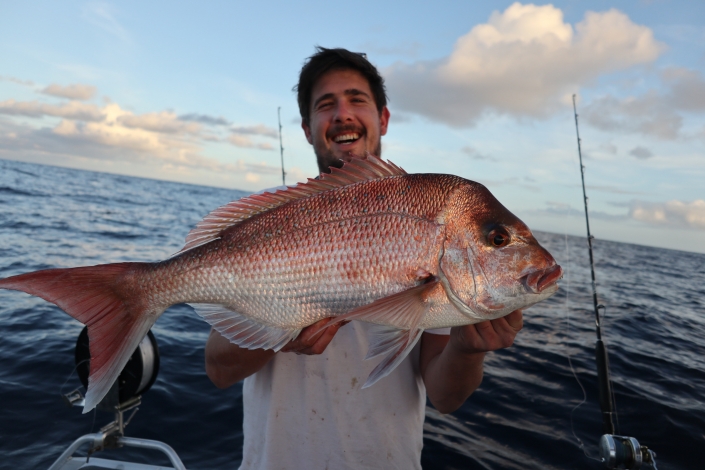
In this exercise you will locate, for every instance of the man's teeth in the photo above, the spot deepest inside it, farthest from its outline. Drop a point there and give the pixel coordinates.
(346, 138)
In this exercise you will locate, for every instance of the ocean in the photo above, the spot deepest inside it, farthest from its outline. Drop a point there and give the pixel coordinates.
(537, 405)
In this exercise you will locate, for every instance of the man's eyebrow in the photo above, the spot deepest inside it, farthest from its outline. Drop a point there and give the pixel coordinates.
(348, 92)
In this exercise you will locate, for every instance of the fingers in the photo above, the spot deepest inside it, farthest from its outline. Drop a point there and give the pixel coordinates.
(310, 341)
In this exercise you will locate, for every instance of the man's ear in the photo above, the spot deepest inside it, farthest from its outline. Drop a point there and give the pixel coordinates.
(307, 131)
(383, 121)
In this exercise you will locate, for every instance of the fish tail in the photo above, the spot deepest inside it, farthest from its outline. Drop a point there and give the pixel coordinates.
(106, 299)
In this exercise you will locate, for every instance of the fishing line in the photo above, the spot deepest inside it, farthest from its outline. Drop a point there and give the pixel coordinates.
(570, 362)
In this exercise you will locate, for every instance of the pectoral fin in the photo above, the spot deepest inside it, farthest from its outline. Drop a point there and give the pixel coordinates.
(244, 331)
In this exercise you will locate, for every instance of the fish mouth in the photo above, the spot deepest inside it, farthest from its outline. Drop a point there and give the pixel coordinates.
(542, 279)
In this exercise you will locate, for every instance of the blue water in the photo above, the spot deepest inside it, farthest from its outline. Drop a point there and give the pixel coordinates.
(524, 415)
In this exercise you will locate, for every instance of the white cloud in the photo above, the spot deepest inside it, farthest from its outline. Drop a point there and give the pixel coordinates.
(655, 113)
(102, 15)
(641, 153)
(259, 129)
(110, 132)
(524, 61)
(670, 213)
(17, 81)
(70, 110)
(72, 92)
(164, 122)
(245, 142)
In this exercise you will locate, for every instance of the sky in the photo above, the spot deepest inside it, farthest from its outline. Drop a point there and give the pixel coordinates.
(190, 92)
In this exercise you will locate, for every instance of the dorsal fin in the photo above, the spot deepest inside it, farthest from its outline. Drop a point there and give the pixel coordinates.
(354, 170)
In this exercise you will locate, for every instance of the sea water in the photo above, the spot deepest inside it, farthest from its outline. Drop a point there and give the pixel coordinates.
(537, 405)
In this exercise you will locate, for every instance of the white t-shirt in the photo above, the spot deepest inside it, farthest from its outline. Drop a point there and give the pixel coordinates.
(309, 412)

---

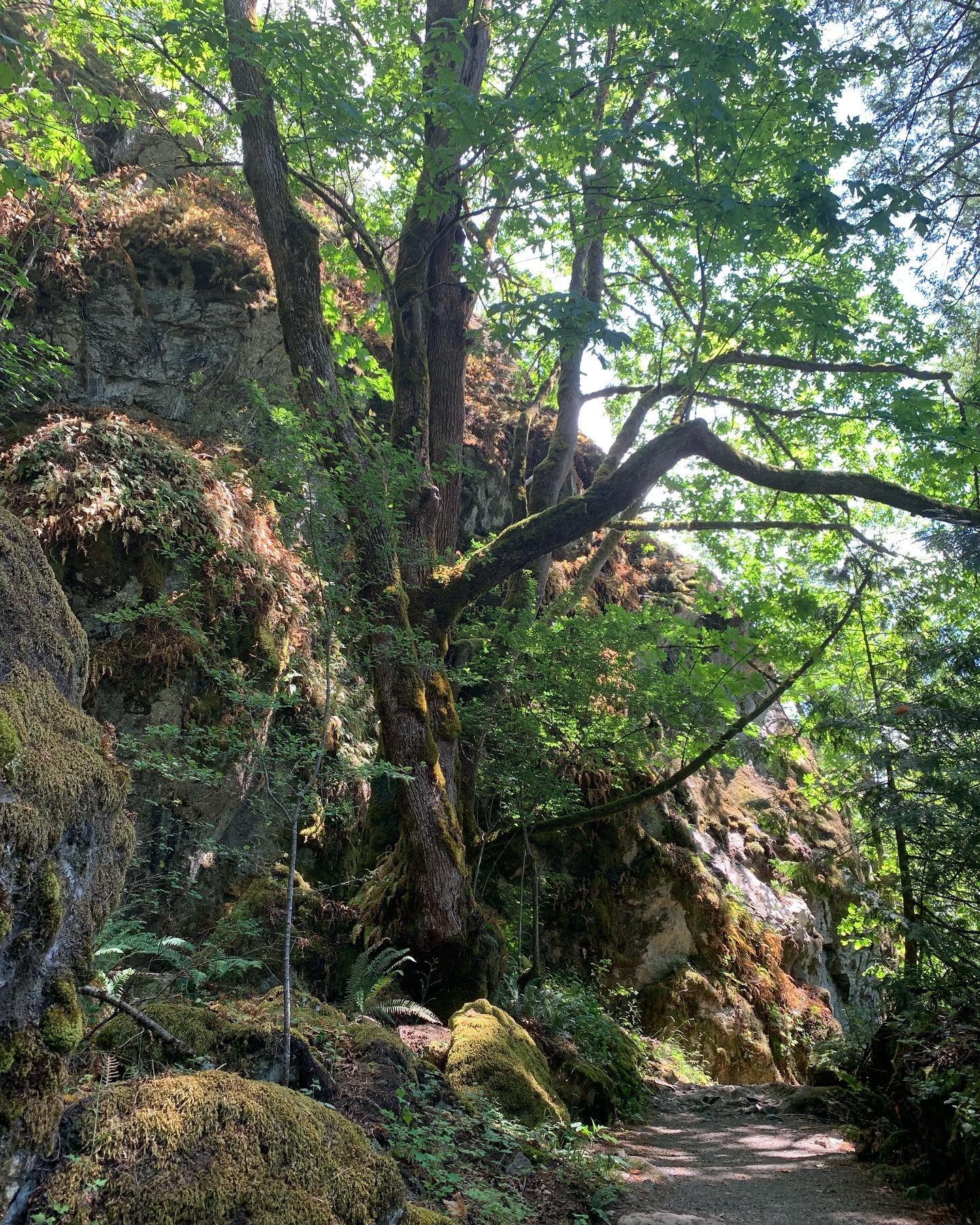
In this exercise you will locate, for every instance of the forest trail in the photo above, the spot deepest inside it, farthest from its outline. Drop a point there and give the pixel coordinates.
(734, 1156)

» **Brief**
Please count the lines in the listing above that contain the word "water" and reply with only that number.

» **Result for this exercise**
2